YOUR TASKS:
a) List every company named in the passage about an AI fashion assistant.
b) Write a continuation of the passage about an AI fashion assistant, beginning after its final sentence.

SELECTED EXCERPT:
======

Toward an AI fashion assistant
Facebook says its goal is to one day combine these disparate approaches into a system that can serve up product recommendations on the fly, matched to individual tastes and styles. It envisions an assistant that can learn preferences by analyzing images of what’s in a person’s wardrobe, for instance, and that allows the person to try favorites on self-replicas and sell apparel that others can preview.
To this end, Facebook says its researchers are prototyping an “intelligent digital closet” that provides not only outfit suggestions based on planned activities or weather, but also fashion inspiration informed by individual products and aesthetics.
It’s like a hardware-free, ostensibly more sophisticated take on the Echo Look, Amazon’s discontinued AI-powered camera that told customers how their outfits looked and kept track of what was in their wardrobe while recommending clothes to buy from Amazon.com. Companies like Stitch Fix, too, use algorithms to help pick out clothes sent to customers, choose the clothes kept in inventory, and keep track of things customers found online that they love.
Facebook anticipates that new systems will ultimately be required to adapt to changing trends and preferences, ideally systems that learn from feedback on images of potentially desirable products. It recently made progress with Fashion++, which uses AI to suggest personalized style advice like adding a belt or half-tucking a shirt. But the company says advancements in language understanding, personalization, and “social-first” experiences must emerge before a truly predictive fashion assistant becomes a possibility.

======

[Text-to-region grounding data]
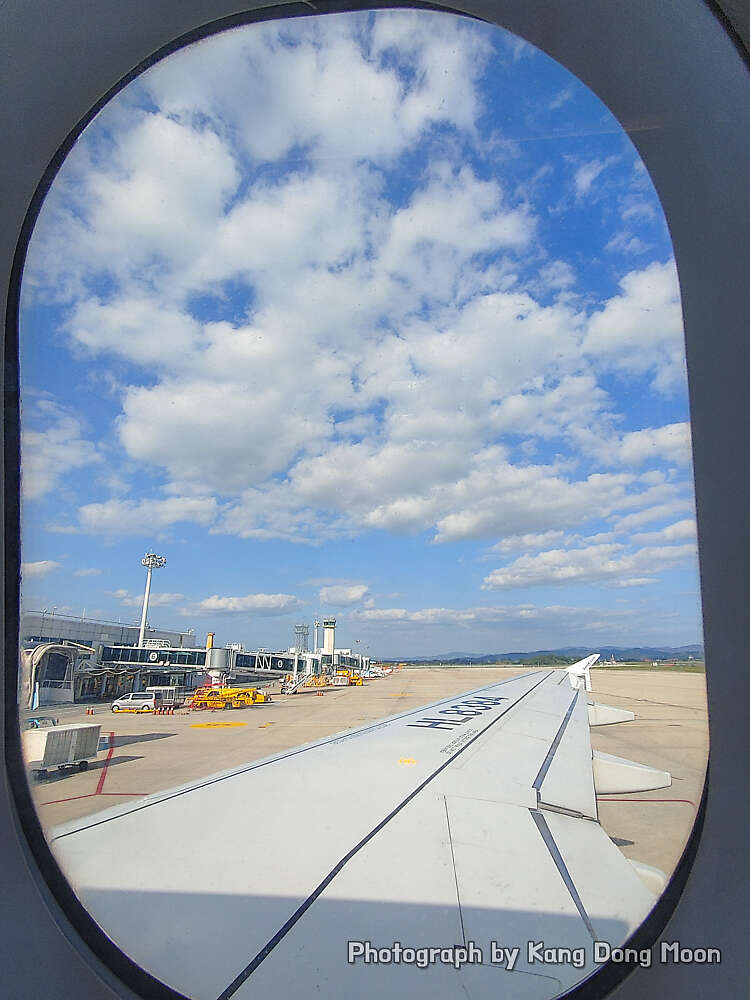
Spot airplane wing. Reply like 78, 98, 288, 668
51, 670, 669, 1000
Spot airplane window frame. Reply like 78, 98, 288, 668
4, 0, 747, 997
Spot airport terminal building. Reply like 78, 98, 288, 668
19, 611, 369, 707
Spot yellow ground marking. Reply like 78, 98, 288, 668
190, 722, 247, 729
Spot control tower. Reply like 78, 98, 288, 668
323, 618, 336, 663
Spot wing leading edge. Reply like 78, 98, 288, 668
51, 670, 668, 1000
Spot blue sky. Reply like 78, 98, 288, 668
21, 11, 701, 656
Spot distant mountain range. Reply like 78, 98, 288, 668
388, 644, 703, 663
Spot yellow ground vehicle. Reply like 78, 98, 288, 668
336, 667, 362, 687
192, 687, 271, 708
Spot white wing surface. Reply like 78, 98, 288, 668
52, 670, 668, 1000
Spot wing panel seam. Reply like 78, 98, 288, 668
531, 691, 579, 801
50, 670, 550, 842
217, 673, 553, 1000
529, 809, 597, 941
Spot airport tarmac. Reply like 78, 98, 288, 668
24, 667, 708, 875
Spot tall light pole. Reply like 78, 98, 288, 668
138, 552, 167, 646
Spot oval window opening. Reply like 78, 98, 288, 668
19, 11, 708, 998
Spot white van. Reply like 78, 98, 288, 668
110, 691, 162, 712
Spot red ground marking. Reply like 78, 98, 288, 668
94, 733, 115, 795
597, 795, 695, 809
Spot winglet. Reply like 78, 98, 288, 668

======

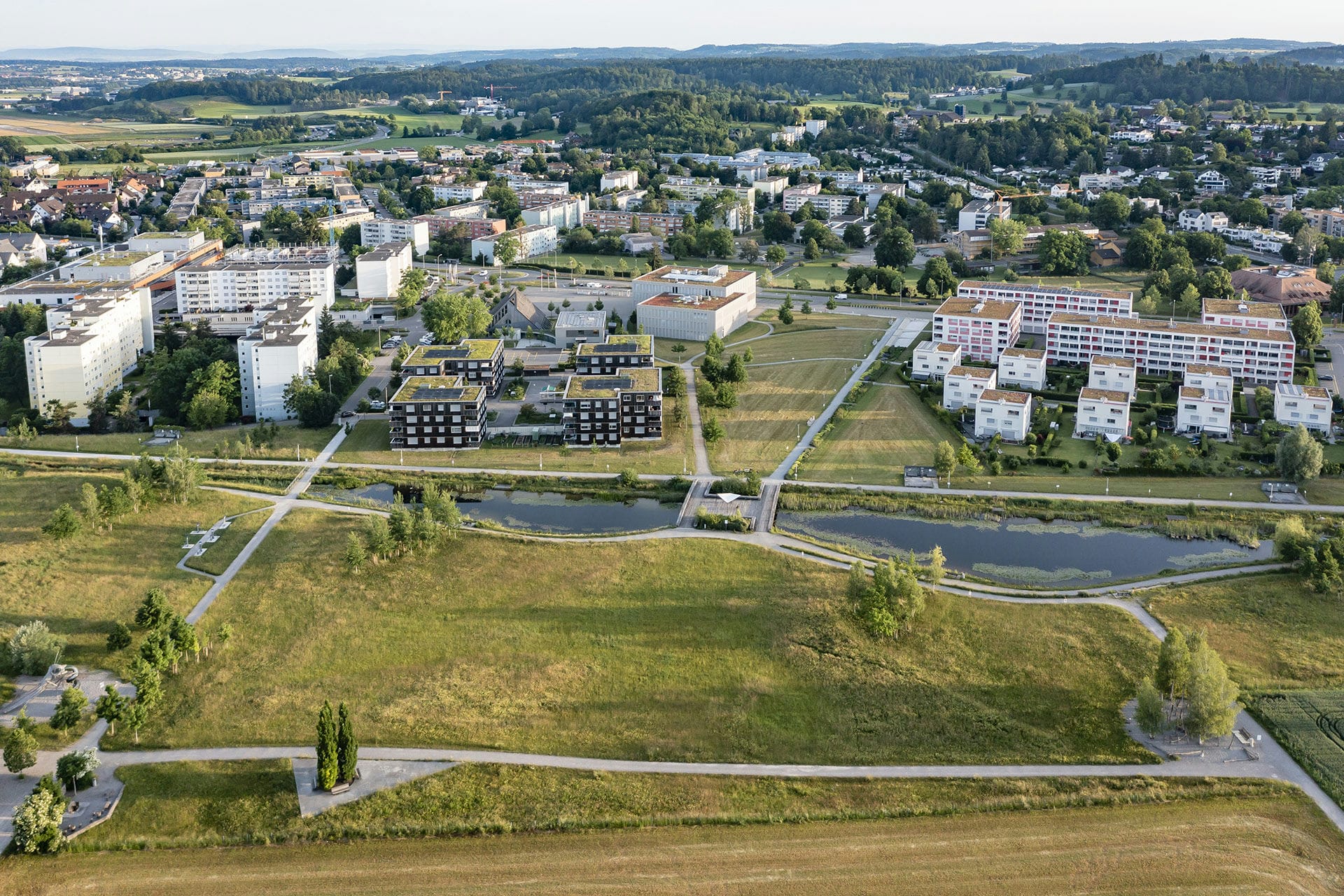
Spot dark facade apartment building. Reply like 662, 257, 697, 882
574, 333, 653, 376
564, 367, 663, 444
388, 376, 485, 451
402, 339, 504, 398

======

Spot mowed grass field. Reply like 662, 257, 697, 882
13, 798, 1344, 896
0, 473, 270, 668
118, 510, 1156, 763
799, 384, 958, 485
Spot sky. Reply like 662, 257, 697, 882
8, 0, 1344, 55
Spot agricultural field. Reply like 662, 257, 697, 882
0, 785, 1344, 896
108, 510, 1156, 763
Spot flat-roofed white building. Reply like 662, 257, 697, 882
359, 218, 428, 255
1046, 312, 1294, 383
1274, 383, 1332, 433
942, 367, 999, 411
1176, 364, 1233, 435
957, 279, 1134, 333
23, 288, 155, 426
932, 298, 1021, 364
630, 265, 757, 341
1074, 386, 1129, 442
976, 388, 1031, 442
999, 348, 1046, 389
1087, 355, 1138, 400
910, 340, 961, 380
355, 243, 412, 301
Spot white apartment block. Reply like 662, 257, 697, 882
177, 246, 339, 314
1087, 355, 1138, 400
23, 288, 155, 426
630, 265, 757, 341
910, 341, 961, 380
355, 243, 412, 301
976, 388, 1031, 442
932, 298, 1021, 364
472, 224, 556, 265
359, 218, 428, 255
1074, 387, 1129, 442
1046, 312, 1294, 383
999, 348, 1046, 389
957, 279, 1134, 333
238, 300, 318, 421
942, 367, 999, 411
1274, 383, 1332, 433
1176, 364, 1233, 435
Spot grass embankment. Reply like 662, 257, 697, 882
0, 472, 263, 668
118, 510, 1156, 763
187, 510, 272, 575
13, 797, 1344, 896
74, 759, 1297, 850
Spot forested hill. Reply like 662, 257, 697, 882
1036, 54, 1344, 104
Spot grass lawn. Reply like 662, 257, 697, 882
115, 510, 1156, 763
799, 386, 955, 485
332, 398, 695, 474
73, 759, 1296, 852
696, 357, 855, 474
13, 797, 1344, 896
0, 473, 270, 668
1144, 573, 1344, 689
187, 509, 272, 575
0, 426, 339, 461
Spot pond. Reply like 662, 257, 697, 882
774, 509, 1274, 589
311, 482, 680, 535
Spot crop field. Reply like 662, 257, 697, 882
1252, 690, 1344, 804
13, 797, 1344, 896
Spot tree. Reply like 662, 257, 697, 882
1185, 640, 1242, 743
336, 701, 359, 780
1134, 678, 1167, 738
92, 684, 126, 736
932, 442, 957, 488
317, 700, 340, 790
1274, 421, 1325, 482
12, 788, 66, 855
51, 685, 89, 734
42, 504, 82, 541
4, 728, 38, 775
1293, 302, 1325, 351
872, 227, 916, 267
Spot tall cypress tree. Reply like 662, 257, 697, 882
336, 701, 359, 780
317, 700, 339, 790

======

RESPONSES PER TASK:
a) Facebook, Amazon, Stitch Fix

b)
“We envision a future in which [a] system could … incorporate your friends’ recommendations on museums, restaurants, or the best ceramics class in the city — enabling you to more easily shop for those types of experiences,” said Facebook. “Our long-term vision is to build an all-in-one AI lifestyle assistant that can accurately search and rank billions of products, while personalizing to individual tastes. That same system would make online shopping just as social as shopping with friends in real life. Going one step further, it would advance visual search to make your real-world environment shoppable. If you see something you like (clothing, furniture, electronics, etc.), you could snap a photo of it and the system would find that exact item, as well as several similar ones to purchase right then and there.”
Facebook’s renewed focus on ecommerce comes as the company contends with flattening ad sales resulting from the pandemic. Even as online sales skyrocketed over the past few months, Facebook declined to increase Marketplace’s commission — 5%, compared to Amazon and Walmart’s 15% — likely to maintain a competitive edge. Some analysts estimate Marketplace will become a $5 billion-plus annual revenue stream for Facebook in the long term, all else being equal.